GIVEN RECORDS →

--- START ---

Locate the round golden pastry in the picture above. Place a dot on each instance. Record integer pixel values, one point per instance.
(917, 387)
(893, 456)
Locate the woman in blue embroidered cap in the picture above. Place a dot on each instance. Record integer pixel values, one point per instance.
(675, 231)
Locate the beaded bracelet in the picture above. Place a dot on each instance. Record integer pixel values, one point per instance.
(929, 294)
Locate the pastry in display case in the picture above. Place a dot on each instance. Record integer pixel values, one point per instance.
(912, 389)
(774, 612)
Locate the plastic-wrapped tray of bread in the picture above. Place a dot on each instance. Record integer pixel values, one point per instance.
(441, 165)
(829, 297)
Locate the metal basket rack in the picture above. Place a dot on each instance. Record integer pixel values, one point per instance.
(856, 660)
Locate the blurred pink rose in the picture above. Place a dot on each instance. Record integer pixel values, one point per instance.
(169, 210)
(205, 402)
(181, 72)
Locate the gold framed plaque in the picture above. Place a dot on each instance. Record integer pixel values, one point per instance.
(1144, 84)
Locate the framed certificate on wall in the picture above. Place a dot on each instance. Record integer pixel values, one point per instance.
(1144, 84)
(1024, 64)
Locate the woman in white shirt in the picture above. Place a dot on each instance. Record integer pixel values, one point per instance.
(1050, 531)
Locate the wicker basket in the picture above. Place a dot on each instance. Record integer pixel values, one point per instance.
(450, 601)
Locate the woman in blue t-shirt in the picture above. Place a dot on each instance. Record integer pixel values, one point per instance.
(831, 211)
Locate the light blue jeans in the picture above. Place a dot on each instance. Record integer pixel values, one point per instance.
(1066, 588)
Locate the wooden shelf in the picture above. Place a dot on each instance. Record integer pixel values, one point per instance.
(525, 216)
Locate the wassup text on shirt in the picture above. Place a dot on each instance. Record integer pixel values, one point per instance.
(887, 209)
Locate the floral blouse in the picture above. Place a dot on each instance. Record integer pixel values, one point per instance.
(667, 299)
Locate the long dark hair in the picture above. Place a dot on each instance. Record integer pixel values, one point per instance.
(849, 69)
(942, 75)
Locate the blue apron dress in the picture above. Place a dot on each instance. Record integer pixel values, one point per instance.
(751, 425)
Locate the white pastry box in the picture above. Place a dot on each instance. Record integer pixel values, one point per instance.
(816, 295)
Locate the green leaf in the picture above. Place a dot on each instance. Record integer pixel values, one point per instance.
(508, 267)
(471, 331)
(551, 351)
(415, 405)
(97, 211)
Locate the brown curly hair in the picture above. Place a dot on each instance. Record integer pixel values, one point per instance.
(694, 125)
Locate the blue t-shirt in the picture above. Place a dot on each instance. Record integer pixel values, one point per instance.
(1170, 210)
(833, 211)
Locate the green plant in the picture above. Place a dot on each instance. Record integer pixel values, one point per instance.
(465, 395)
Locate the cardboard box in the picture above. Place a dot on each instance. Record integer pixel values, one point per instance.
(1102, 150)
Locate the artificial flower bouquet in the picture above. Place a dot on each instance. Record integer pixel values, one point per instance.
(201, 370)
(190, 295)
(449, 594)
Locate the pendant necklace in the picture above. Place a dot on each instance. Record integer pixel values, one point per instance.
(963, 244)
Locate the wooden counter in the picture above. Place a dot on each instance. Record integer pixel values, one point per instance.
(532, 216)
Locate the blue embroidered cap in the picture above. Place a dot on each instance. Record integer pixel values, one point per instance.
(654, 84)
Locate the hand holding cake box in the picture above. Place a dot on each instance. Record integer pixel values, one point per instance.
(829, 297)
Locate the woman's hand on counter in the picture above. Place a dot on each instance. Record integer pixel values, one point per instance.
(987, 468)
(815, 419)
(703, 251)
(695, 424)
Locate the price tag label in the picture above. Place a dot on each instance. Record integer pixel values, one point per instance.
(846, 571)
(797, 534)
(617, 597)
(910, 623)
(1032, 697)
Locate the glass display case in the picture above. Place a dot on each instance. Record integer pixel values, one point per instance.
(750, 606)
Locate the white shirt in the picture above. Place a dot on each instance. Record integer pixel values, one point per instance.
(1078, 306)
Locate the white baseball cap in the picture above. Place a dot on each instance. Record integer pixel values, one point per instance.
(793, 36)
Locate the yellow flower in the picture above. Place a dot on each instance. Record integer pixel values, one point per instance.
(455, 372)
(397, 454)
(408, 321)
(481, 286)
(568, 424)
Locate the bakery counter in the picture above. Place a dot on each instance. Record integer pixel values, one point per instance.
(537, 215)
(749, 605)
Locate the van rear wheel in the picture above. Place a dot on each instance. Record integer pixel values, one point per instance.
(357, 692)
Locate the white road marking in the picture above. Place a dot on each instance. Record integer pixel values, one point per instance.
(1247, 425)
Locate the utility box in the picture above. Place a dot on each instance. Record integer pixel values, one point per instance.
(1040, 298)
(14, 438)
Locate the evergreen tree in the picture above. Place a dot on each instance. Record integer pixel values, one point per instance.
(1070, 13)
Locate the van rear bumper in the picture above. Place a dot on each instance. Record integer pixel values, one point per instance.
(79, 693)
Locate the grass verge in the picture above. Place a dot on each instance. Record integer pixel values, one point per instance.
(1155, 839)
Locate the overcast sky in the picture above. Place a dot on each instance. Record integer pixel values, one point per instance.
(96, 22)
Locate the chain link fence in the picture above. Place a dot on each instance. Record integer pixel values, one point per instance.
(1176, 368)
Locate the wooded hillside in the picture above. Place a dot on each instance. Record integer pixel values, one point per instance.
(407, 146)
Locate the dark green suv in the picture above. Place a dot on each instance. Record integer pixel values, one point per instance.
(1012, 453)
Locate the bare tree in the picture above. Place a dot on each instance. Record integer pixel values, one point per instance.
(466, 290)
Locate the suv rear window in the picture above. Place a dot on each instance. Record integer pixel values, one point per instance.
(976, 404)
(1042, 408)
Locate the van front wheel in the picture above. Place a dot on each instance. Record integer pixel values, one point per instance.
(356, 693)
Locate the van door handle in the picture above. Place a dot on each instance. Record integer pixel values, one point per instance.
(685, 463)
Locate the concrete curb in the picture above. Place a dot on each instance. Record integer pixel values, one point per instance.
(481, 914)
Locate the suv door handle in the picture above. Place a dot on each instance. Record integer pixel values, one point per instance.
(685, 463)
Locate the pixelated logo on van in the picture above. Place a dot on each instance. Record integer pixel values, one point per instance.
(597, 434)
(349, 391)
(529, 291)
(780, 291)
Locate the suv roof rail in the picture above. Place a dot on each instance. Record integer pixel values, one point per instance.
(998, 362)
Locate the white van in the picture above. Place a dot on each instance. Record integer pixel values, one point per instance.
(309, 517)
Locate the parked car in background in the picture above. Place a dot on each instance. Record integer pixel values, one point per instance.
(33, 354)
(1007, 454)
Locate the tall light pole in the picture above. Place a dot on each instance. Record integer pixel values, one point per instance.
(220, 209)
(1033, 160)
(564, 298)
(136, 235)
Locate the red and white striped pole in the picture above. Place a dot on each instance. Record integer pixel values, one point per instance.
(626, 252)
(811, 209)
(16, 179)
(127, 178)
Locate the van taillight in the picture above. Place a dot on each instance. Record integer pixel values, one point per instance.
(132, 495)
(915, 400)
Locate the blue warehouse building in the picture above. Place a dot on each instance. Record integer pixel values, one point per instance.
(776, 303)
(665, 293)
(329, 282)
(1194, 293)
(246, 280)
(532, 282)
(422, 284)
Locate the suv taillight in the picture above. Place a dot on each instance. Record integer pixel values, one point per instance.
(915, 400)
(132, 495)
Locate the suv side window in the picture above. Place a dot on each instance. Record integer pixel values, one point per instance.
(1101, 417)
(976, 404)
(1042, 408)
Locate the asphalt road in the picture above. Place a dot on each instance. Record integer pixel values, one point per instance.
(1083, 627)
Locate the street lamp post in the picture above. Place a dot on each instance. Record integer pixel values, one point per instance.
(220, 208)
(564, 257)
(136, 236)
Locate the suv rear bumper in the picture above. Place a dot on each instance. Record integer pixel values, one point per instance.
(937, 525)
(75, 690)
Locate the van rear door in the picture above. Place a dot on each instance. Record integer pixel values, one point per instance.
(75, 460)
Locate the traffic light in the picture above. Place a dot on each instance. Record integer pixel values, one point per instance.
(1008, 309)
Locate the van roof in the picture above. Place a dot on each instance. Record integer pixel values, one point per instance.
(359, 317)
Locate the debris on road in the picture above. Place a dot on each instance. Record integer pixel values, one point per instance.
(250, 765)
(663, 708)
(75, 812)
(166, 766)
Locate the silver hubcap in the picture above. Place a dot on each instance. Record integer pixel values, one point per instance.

--- END ---

Everything from the line containing "Locate the suv rear bumper" to the end of the records must be written out exactly; include both of those lines and no others.

RESPONSE →
Locate the suv rear bumper in the picture above. Place a dot on each instance. Record integer pixel values, one point per instance.
(937, 525)
(75, 690)
Locate the van rear door in the picture above. Place a dot on each instance. Record integer pixel values, one point per instance.
(75, 460)
Locate the traffic light in the picture above. Place a dot on each instance. Record integer pixel values, one point per instance.
(1008, 309)
Locate the van roof in the picture above. Place a dot on each instance. Record integer pixel values, one point per instance.
(359, 317)
Locate the debris on road in the picture above. Place a dot on each instance. Record integer pixel values, one point per instance.
(250, 765)
(663, 708)
(75, 812)
(166, 766)
Locate the silver hubcap in the picture above. Place a dot on each instance. Record integer pixel values, one point per instance.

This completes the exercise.